::: Raw data

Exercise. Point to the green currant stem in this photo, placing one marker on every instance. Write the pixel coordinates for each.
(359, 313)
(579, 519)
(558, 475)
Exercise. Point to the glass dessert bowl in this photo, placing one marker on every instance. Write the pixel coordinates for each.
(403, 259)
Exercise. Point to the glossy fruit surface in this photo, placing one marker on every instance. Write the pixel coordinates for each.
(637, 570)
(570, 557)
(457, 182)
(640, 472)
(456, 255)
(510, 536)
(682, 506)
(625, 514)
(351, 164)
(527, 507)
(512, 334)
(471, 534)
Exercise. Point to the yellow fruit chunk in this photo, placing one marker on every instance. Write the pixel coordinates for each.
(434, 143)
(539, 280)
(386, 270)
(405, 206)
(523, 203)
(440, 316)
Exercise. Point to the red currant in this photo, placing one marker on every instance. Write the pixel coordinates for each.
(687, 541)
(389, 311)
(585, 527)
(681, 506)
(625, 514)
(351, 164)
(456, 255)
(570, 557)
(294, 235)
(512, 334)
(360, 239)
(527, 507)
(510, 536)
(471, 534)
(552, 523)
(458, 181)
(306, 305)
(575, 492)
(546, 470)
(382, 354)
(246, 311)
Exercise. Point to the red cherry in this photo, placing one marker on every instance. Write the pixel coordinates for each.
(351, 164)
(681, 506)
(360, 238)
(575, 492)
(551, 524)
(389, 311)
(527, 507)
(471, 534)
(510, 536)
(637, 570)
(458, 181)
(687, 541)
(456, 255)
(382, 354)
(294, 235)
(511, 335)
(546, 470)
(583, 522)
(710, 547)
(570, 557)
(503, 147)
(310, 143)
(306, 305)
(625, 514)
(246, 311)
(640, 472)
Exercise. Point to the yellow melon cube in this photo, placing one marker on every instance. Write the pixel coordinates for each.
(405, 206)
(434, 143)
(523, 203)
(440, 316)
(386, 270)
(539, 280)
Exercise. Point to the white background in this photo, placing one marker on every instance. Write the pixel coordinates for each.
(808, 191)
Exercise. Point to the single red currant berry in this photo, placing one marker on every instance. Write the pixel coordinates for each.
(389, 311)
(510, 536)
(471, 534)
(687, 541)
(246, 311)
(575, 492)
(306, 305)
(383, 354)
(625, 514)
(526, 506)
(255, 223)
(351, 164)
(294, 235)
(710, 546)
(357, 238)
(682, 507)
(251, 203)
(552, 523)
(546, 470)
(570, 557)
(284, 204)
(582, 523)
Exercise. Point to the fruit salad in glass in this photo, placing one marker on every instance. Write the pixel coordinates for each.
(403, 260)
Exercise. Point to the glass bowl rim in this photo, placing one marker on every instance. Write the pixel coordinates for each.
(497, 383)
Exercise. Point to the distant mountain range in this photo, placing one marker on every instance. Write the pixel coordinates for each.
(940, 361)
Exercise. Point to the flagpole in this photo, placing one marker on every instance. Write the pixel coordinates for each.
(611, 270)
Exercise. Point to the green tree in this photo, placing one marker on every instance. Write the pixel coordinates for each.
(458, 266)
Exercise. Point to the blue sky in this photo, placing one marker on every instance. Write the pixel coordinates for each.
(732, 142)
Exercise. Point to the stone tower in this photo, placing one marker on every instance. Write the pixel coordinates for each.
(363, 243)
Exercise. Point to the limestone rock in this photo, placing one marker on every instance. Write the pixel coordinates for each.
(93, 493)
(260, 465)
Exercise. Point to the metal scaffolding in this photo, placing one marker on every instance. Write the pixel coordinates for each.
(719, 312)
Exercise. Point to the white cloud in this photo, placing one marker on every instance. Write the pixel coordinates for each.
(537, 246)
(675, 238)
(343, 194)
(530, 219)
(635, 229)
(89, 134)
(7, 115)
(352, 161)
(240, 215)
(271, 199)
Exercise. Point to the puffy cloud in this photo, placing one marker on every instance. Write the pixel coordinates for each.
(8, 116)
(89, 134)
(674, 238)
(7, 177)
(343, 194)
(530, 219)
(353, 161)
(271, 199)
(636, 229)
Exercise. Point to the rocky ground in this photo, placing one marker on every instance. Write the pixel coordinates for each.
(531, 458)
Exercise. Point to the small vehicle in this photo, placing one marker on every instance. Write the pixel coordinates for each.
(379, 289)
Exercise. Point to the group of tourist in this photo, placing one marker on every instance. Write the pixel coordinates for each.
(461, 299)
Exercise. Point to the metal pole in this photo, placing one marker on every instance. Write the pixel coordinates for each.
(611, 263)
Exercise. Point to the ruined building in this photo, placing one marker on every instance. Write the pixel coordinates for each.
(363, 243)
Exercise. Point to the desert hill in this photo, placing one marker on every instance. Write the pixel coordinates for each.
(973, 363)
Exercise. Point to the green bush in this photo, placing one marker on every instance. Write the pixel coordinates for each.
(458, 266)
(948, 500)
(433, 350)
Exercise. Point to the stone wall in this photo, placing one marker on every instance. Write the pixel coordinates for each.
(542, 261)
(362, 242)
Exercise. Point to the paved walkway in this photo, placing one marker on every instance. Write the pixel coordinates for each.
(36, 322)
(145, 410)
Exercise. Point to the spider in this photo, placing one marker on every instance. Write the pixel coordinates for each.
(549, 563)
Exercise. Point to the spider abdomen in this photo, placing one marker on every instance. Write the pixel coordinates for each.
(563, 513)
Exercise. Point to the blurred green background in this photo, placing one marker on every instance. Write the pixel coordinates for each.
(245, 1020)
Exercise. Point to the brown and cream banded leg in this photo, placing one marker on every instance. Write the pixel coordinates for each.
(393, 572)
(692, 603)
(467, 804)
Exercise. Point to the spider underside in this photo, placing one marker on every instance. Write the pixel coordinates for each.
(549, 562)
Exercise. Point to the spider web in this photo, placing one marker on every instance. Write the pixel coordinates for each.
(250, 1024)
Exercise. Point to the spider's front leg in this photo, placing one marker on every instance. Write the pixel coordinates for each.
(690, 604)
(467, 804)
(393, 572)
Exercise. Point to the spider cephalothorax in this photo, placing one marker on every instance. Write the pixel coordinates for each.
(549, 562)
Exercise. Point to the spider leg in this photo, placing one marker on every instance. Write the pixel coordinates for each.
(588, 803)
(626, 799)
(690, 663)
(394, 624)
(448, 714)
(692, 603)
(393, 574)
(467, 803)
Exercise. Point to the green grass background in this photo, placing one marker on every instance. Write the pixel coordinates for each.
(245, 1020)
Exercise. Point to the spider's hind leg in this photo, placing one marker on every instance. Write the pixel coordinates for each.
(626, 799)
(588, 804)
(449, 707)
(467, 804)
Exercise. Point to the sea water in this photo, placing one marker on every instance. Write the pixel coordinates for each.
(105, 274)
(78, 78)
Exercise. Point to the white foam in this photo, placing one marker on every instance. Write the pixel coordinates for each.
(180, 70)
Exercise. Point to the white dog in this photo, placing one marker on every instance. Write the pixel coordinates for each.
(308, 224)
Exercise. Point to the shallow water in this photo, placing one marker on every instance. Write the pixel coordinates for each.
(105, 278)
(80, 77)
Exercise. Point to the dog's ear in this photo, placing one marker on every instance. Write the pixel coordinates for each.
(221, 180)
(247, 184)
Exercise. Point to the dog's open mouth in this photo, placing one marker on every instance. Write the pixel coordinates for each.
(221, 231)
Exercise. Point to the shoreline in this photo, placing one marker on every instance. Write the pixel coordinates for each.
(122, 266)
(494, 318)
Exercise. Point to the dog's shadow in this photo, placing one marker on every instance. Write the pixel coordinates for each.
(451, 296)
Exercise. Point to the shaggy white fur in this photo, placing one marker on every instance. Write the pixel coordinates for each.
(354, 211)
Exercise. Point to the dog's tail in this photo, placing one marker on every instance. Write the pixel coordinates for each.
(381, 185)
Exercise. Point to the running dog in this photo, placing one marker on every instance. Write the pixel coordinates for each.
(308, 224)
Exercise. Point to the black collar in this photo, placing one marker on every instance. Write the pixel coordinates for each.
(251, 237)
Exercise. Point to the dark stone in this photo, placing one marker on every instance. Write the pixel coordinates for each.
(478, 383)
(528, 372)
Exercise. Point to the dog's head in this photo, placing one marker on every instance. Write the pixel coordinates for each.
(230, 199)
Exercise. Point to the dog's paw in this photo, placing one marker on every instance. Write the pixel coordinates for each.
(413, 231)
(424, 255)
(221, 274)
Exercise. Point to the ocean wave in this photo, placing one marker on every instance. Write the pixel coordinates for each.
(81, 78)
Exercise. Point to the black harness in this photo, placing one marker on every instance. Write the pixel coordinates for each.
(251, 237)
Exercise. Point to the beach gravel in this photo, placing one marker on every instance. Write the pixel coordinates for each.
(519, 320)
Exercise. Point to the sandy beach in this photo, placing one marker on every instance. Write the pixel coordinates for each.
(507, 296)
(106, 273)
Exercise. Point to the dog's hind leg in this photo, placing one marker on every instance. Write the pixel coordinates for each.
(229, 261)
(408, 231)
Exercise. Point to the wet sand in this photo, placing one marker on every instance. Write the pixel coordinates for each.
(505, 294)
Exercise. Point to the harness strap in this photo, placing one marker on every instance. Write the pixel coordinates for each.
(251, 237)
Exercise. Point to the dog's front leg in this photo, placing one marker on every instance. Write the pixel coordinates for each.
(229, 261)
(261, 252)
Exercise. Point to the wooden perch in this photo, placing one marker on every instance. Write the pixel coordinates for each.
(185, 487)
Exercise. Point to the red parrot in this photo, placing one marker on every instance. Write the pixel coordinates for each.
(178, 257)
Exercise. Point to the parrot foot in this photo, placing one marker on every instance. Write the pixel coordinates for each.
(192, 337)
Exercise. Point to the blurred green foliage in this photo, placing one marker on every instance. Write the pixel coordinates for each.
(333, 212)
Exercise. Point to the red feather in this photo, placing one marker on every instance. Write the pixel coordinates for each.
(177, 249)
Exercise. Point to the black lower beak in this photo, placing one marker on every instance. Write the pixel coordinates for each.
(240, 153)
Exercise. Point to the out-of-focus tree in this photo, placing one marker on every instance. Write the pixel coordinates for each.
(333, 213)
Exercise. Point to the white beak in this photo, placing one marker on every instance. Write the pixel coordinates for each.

::::::

Direction =>
Each line from the one containing "Exercise. Point to the red parrot" to the final line of the entries above must be returned exactly, and no other line may appear.

Answer in full =>
Exercise. Point to the red parrot in this photo, placing one marker on every instance. Write the pixel coordinates for each.
(178, 257)
Exercise. Point to the parrot foot in this photo, placing one marker on every instance. Write the pixel coordinates for each.
(192, 337)
Exercise. Point to the blurred green foliage in this photo, placing one marker on every instance. Write the pixel coordinates for each.
(333, 212)
Exercise. Point to the red feather in this photo, placing one marker on every instance. Write the pixel coordinates for each.
(177, 249)
Exercise. Point to the black lower beak in this photo, placing one marker on every instance. Write the pixel coordinates for each.
(240, 153)
Exercise. Point to the out-of-focus tree in this photo, placing one marker on every instance. Write the pixel coordinates for each.
(333, 213)
Exercise. Point to the white beak in this photo, placing one marker on every instance. Write the pixel coordinates for each.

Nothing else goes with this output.